* Source document
In the German poet Friedrich Gottlieb Klopstock's Christian epic The Messiah (published in installments from 1748 to 1773), Pilate's wife (called Portia) is visited by Mary, Mother of Jesus to warn her husband not to sin by executing Jesus. Portia then has a dream of the pagan philosopher Socrates, who also warns her not to execute Jesus.

The Dolorous Passion of Our Lord Jesus Christ According to the Meditations of Anne Catherine Emmerich (1833), supposedly a transcription of visions experienced by the German nun Anne Catherine Emmerich but in fact composed by German romantic poet Clemens Brentano, greatly increased popular awareness of Pilate's wife (called Claudia Procles) in the West. The text portrays Claudia Procles as a major character who has several dreams rather than one. Most significantly, Emmerich sees Claudia Procles send the Virgin Mary pieces of linen in order to wipe up the blood from the flagellation of Christ. Another well-known 19th-century work about Pilate's wife is the poem Pilate's Wife's Dream by Charlotte Brontë.

"Perhaps best known" among fiction concerning Pilate's wife is Gertrud von Le Fort's 1955 novel Die Frau des Pilatus (Pilate's Wife). Le Fort depicts the suffering in Claudia Procula's dream as imagining many people across the centuries praying the Apostles' Creed's words "Suffered under Pontius Pilate, was crucified, died, and was buried." When Pilate and Procula return to Rome, she begins secretly attending Christian gatherings. She takes on Pilate's guilt for his execution of Jesus and he executes her as well, in a scene in which she is baptized in blood and made a martyr.

===In film and television===

Majel Coleman plays Pilate's wife, identified as Proculla, in Cecil B. DeMille's silent production of The King of Kings (1927).

In the French film Golgotha (Julian Duvivier, 1935), Golgotha Pilate's wife, Claudia Procula, is played by Edwige Feuillère.

On television, Pilate's wife was played by Joan Leslie in the 1951 Family Theater episode "Hill Number One" (also starring James Dean as John the Apostle), and by Geraldine Fitzgerald in the 1952 Studio One episode "Pontius Pilate" (where Procula is depicted as half-Jewish, and is brought before Pilate as a Christian rebel herself, fifteen years after Jesus' death).

Cinematic appearances for the character include the film Day of Triumph (1954, played by Barbara Billingsley), the film King of Kings (1961, played by Viveca Lindfors—in which the character is identified as the daughter of the Emperor Tiberius), the Italian film Ponzio Pilato (1962, played by Jeanne Crain) and the epic The Greatest Story Ever Told (1965, played by Angela Lansbury). Also, Marjorie Lord performed the role of Claudia Procula on stage in 1963.

* Task details
Copy the part of the passage on Pilate's wife that opens with "On television, Pilate's" and closes with "stage in 1963.", substituting "broadcast" for "episode".

* Information given
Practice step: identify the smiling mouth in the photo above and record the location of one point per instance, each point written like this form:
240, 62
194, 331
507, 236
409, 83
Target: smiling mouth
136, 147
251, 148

* Solution for this exercise
On television, Pilate's wife was played by Joan Leslie in the 1951 Family Theater broadcast "Hill Number One" (also starring James Dean as John the Apostle), and by Geraldine Fitzgerald in the 1952 Studio One broadcast "Pontius Pilate" (where Procula is depicted as half-Jewish, and is brought before Pilate as a Christian rebel herself, fifteen years after Jesus' death).

Cinematic appearances for the character include the film Day of Triumph (1954, played by Barbara Billingsley), the film King of Kings (1961, played by Viveca Lindfors—in which the character is identified as the daughter of the Emperor Tiberius), the Italian film Ponzio Pilato (1962, played by Jeanne Crain) and the epic The Greatest Story Ever Told (1965, played by Angela Lansbury). Also, Marjorie Lord performed the role of Claudia Procula on stage in 1963.